→ **ACTION ITEM**
Report each line from the records where the string "shirt" turns up.

START TASK MATERIAL

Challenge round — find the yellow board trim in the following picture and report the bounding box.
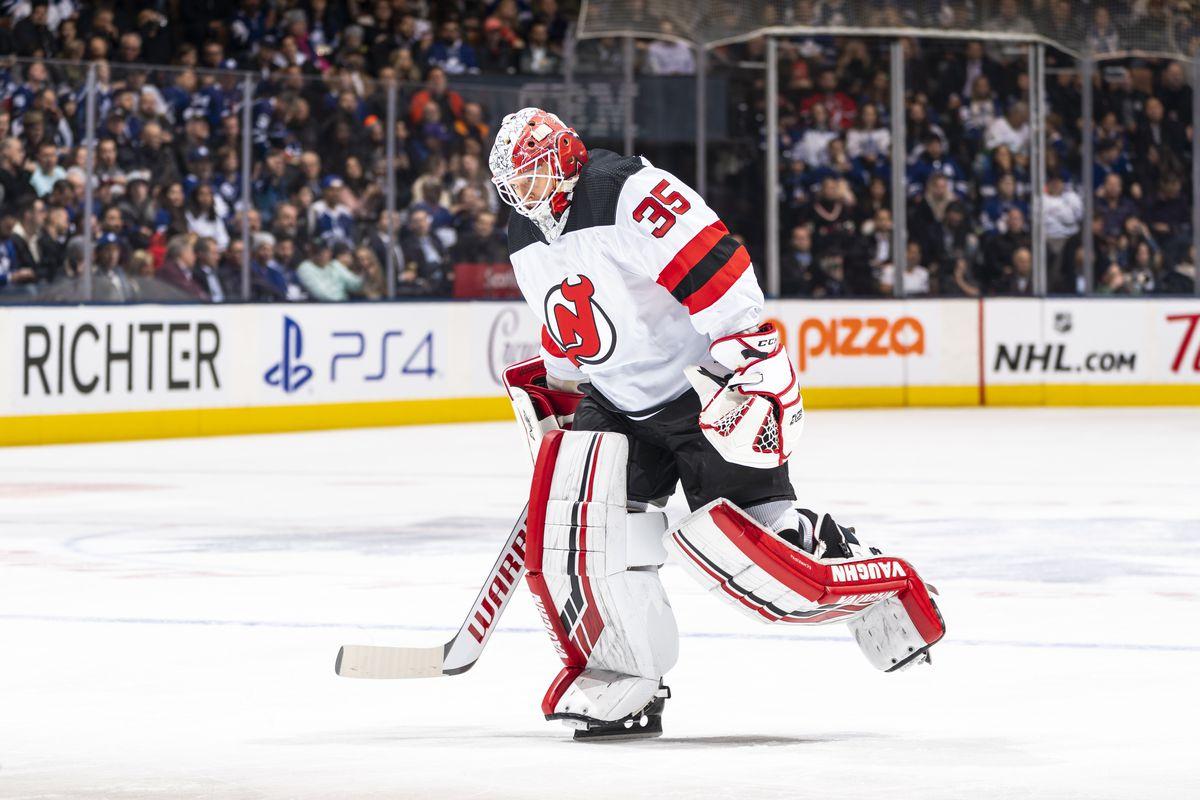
[0,397,514,447]
[985,383,1200,406]
[3,383,1198,447]
[802,385,980,408]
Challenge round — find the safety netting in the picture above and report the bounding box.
[579,0,1200,60]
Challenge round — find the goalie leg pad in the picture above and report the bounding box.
[665,500,944,668]
[526,430,678,722]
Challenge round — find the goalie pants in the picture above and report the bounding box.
[573,387,796,511]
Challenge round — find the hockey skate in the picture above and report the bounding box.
[552,684,671,741]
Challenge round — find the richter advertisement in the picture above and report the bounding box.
[2,298,1198,431]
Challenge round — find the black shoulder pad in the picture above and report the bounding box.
[508,212,546,254]
[562,149,646,234]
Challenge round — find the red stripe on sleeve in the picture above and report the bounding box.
[655,220,729,292]
[540,326,567,358]
[682,245,751,313]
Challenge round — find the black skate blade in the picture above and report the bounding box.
[572,714,663,742]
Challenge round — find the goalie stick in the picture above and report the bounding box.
[335,503,529,679]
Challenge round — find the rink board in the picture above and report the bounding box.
[0,298,1197,445]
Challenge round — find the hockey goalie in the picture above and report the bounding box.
[491,108,945,740]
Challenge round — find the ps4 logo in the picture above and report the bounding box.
[264,316,313,392]
[264,314,436,392]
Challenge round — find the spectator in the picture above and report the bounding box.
[193,236,234,302]
[645,22,695,76]
[351,245,386,299]
[790,103,838,168]
[477,18,516,74]
[999,246,1035,295]
[185,184,230,250]
[929,202,980,286]
[983,207,1031,291]
[946,257,982,297]
[29,142,65,197]
[9,196,46,279]
[807,176,857,257]
[1096,174,1137,239]
[155,182,190,238]
[249,232,290,302]
[409,67,463,126]
[37,204,70,284]
[13,0,55,56]
[519,22,561,75]
[400,208,449,295]
[1042,174,1083,280]
[802,68,858,131]
[1132,98,1187,171]
[907,133,968,198]
[158,234,209,300]
[92,232,136,302]
[891,241,930,296]
[297,239,364,301]
[425,19,479,75]
[1144,176,1190,245]
[0,213,38,296]
[985,101,1030,156]
[0,138,33,214]
[1096,261,1133,295]
[309,176,355,245]
[117,177,156,249]
[363,209,404,280]
[980,174,1029,233]
[845,103,889,162]
[1159,245,1195,295]
[781,224,819,296]
[452,210,506,264]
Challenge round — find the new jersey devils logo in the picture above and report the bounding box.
[543,275,617,367]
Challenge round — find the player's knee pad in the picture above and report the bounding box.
[525,429,679,721]
[665,500,944,671]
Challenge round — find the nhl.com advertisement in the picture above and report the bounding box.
[1,298,1198,438]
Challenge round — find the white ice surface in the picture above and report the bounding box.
[0,408,1198,799]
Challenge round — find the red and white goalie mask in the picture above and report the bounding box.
[489,107,588,239]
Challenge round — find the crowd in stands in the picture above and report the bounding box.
[0,0,1196,303]
[0,0,572,301]
[773,26,1196,298]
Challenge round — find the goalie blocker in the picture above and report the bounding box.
[666,501,945,671]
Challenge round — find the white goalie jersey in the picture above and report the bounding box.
[506,149,764,414]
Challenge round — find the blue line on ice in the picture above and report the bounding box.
[2,613,1197,653]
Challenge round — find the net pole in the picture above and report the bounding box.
[1081,52,1095,295]
[386,78,397,299]
[563,21,577,122]
[696,44,707,196]
[765,35,780,298]
[1193,54,1200,298]
[82,62,96,301]
[623,36,635,156]
[1029,44,1046,296]
[241,74,253,302]
[890,39,907,298]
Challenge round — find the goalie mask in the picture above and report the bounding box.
[489,107,588,240]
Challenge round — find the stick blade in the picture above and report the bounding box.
[335,644,445,679]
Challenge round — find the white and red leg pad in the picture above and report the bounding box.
[665,500,945,672]
[525,429,678,723]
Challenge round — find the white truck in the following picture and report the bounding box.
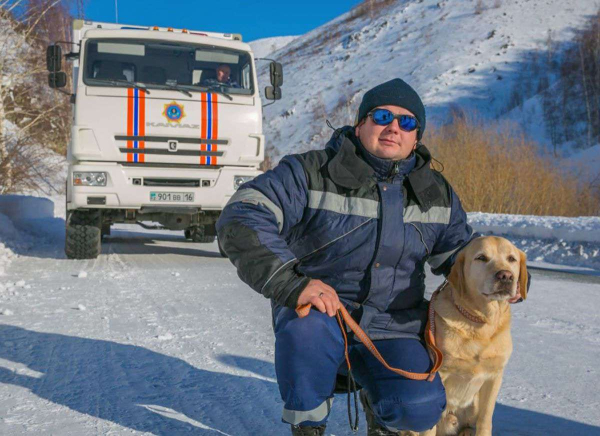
[46,19,282,259]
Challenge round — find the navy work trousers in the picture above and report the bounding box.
[274,306,446,432]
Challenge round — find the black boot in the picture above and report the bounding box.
[360,390,400,436]
[290,424,326,435]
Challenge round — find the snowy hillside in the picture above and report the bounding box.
[260,0,600,171]
[249,35,298,58]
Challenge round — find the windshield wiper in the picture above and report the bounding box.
[200,84,233,101]
[159,83,193,97]
[88,78,151,94]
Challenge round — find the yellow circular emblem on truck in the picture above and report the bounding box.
[162,101,186,123]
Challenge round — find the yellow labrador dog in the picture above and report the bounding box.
[407,236,528,436]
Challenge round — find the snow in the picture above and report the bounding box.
[249,35,298,58]
[0,194,598,434]
[469,212,600,270]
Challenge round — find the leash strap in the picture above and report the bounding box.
[296,293,443,382]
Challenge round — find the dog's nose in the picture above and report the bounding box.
[495,270,513,282]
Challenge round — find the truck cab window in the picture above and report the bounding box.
[83,39,254,95]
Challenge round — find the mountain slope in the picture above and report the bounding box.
[260,0,599,165]
[249,35,298,58]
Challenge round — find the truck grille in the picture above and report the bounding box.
[143,178,200,187]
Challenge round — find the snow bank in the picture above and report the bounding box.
[469,212,600,271]
[0,213,19,276]
[0,195,65,277]
[0,194,598,275]
[0,195,64,241]
[469,212,600,244]
[0,195,54,222]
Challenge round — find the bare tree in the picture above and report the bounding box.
[0,0,72,194]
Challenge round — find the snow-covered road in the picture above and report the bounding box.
[0,226,599,435]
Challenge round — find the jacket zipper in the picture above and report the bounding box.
[386,161,400,183]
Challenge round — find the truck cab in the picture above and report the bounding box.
[47,20,282,259]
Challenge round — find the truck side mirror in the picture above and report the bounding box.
[47,45,62,72]
[48,72,67,88]
[269,62,283,87]
[265,86,282,100]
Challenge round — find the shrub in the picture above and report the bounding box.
[345,0,398,23]
[423,115,599,216]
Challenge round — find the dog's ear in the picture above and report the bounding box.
[518,249,528,300]
[448,249,466,298]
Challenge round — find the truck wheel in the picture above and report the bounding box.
[65,210,102,259]
[185,226,216,243]
[194,235,216,243]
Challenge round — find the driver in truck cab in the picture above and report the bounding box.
[199,64,240,88]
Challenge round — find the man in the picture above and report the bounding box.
[217,79,474,435]
[200,64,239,88]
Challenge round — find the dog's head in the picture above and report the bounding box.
[449,236,528,302]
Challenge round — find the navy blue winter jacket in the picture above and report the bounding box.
[217,127,474,340]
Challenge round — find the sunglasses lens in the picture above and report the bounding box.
[371,109,394,125]
[399,115,417,132]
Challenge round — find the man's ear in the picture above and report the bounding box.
[518,249,528,300]
[448,250,466,298]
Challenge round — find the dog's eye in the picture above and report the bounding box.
[508,255,517,262]
[475,254,488,262]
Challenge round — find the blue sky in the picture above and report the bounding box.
[81,0,363,42]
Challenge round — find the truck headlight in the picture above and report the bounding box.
[234,175,254,190]
[73,172,107,186]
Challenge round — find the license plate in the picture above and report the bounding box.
[150,192,194,202]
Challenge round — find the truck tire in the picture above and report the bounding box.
[65,210,102,259]
[185,226,216,243]
[194,234,216,243]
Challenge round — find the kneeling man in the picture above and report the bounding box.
[217,79,474,435]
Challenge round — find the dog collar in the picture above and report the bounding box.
[449,286,487,324]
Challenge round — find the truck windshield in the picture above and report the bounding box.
[82,39,254,96]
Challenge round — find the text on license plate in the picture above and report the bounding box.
[150,192,194,202]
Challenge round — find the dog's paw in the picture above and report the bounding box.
[458,428,475,436]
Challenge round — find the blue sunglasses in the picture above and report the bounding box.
[368,109,419,132]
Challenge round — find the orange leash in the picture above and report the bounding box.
[296,289,444,382]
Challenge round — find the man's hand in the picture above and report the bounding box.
[297,279,341,317]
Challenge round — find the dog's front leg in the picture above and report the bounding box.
[475,375,503,436]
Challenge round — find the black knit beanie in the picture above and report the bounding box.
[356,78,426,140]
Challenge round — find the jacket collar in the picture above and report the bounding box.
[353,134,416,181]
[325,127,442,209]
[325,128,373,189]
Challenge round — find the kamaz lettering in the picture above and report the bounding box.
[147,122,200,129]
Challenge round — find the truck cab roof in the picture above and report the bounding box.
[73,19,251,53]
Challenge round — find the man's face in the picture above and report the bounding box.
[355,105,418,160]
[216,65,231,83]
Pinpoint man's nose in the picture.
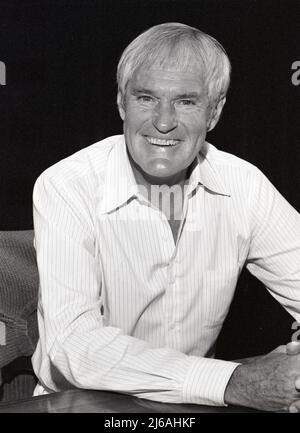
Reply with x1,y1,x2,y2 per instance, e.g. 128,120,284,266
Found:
152,102,177,133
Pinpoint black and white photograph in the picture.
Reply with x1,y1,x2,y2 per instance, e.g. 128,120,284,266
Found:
0,0,300,417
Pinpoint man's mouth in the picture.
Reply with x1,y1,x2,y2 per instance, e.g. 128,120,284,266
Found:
145,136,180,147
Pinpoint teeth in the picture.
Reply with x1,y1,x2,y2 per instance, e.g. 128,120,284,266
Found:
146,137,179,146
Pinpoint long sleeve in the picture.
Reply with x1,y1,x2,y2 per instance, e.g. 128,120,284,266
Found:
246,168,300,321
32,170,239,406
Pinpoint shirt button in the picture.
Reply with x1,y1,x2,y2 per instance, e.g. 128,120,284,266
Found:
170,323,176,330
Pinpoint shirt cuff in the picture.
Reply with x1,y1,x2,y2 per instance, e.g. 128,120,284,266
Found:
182,357,240,406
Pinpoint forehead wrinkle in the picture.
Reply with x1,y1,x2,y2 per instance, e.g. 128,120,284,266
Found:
130,68,207,100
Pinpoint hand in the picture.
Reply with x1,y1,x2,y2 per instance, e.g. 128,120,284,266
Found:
261,342,300,412
225,346,300,412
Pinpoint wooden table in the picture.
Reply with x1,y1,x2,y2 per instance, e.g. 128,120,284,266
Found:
0,389,263,413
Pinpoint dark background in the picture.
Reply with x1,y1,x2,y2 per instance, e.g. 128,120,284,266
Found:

END TASK MATERIAL

→ **SOLUTION BELOW**
Pinpoint shirt button in the picture.
Pinpoint shirt cuff in the picture.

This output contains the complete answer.